*** Opening of Dataset records ***
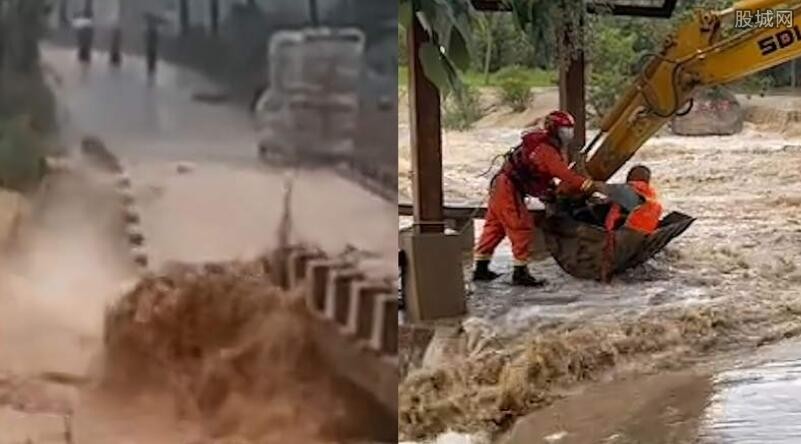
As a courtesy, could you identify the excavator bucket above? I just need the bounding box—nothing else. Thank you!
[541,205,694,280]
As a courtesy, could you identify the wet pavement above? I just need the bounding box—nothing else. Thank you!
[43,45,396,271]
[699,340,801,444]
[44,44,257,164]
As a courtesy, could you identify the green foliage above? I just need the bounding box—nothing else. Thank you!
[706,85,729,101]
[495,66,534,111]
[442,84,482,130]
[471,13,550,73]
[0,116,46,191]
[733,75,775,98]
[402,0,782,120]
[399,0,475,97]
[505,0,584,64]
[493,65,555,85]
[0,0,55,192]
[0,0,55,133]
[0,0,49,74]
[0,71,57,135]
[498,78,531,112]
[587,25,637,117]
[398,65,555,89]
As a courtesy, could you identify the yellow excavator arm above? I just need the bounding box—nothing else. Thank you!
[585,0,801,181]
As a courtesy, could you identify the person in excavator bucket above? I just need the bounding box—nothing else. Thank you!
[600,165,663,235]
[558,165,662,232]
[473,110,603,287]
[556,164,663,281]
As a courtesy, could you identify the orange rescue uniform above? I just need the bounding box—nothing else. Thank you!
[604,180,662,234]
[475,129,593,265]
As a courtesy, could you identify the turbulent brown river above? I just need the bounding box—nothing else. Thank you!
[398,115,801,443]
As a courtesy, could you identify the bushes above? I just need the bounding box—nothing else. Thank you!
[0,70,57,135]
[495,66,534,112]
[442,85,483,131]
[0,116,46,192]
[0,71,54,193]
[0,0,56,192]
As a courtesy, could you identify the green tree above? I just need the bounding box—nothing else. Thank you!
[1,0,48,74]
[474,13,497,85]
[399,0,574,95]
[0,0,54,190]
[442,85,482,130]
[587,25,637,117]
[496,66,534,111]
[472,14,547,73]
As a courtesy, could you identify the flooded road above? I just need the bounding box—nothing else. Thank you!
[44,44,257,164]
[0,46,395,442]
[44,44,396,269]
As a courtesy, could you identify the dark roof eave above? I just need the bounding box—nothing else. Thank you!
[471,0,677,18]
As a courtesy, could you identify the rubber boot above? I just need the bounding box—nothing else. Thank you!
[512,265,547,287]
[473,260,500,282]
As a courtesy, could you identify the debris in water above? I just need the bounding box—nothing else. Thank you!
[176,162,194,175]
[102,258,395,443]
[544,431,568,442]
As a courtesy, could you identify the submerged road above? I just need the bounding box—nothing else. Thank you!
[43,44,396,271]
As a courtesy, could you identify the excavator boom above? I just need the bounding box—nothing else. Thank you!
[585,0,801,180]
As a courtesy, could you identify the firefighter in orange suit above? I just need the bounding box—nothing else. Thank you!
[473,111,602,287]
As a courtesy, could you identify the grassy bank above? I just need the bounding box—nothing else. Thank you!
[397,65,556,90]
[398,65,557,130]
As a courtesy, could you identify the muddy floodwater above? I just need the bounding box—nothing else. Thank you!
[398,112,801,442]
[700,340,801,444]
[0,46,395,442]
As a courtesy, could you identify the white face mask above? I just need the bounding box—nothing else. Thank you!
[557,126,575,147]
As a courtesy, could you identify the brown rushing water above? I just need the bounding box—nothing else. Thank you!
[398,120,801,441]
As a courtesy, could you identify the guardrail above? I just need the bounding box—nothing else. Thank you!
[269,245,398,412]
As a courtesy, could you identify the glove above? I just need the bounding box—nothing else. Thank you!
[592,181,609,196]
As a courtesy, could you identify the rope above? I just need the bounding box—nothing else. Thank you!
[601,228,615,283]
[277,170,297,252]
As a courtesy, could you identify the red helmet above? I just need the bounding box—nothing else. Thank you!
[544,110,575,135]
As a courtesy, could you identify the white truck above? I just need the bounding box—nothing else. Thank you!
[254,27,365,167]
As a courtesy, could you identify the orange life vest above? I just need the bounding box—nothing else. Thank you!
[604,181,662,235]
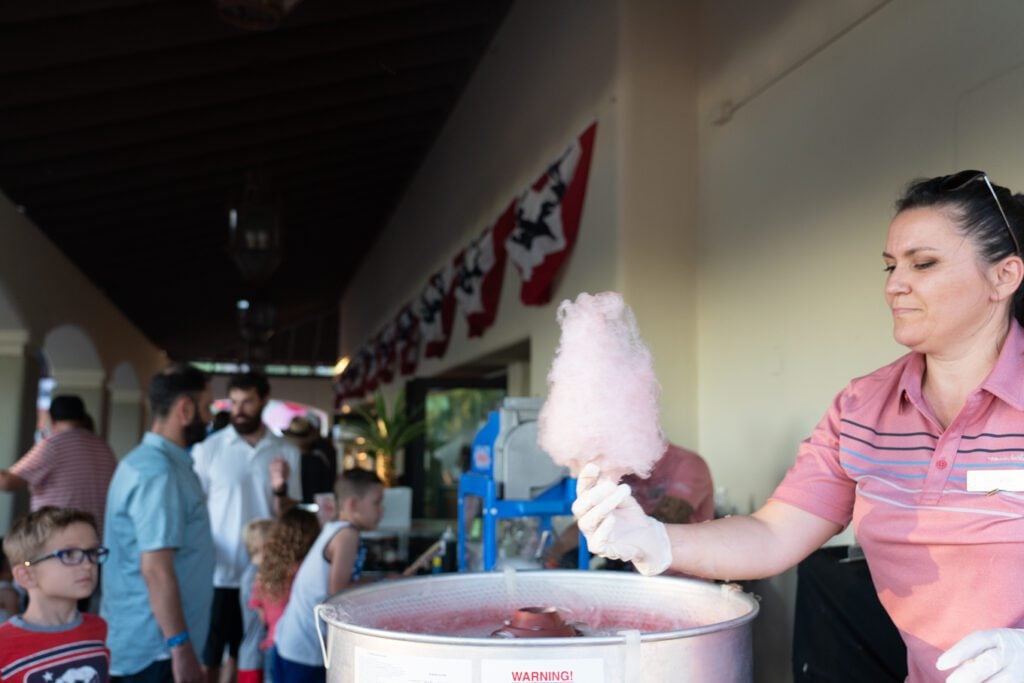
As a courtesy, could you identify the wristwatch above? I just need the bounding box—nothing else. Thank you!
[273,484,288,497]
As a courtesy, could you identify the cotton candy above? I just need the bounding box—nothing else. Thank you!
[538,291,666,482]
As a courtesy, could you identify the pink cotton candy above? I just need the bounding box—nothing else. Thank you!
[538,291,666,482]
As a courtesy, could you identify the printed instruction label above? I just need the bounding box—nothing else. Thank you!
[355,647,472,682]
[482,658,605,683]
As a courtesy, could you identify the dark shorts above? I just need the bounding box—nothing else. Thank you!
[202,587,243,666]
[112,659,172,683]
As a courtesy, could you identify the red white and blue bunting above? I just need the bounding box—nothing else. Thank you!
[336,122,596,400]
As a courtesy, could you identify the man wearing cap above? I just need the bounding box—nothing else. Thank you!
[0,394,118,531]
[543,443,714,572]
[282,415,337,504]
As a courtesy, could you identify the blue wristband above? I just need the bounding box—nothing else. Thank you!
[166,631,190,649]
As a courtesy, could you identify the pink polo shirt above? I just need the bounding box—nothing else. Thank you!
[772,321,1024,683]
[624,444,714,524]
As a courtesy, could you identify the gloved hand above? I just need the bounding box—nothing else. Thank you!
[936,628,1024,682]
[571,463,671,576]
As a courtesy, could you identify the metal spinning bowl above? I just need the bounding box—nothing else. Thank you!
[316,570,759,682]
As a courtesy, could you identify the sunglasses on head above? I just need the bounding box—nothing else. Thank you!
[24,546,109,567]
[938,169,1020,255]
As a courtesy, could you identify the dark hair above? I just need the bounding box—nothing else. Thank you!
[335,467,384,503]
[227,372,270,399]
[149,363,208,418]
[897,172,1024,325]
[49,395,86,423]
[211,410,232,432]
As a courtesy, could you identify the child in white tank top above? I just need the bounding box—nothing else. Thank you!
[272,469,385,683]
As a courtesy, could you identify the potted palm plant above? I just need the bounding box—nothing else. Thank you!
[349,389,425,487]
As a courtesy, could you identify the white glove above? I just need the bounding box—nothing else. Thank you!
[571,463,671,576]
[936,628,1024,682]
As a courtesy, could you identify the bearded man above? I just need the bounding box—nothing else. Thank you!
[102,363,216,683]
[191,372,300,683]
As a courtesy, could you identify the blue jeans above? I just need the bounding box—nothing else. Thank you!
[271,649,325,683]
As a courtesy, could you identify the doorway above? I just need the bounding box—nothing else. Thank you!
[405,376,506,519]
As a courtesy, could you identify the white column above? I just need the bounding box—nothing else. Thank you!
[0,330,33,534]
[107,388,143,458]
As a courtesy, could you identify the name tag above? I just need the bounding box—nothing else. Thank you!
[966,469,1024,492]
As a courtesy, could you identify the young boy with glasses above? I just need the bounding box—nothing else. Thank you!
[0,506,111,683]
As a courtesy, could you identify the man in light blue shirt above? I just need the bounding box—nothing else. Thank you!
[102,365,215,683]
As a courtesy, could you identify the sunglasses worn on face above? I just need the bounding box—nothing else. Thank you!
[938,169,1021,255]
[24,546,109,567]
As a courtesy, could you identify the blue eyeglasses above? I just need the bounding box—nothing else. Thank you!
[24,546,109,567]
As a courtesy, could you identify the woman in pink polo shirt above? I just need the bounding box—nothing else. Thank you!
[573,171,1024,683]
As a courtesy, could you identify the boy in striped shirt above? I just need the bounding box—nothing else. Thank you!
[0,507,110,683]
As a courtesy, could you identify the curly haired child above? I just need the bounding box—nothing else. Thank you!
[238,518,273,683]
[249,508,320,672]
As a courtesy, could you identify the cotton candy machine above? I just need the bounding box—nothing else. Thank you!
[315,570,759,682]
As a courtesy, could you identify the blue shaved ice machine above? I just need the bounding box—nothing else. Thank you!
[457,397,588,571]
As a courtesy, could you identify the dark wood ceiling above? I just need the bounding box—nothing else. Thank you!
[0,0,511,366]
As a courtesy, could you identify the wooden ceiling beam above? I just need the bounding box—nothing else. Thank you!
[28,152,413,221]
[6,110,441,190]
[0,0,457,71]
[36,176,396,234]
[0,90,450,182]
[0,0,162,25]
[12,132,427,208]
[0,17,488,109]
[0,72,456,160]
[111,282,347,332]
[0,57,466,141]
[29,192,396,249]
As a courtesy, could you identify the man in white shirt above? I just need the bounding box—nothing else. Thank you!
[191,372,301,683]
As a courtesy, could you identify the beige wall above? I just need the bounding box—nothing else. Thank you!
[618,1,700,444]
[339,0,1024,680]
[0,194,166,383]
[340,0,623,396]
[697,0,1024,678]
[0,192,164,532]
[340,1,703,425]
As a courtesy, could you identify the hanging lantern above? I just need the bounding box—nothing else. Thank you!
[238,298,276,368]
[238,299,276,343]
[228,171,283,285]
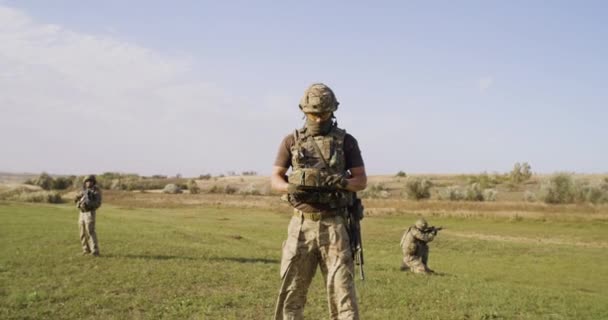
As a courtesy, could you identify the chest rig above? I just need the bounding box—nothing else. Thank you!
*** Close of Dataset records ***
### [Task statement]
Set down word for word every line from the one containing "As a courtesy, could you identify the beige" through the last line of the records above, both ends included. Leave out the pictures.

### [Written solution]
As a courtesy, could you identify the beige wall above? I just need the bounding box—nothing else. Thank you!
[618,1,700,444]
[339,0,1024,680]
[0,194,166,383]
[340,0,623,396]
[697,0,1024,678]
[0,192,164,532]
[340,1,703,425]
As a courtesy, could you identify the hanging lantern above? I just need the bounding box—nothing else. Thank you!
[238,298,276,368]
[238,299,276,343]
[228,171,283,285]
As a courtesy, could you identify the chest rig above? I just need the bounding box—nothing else. Thank you!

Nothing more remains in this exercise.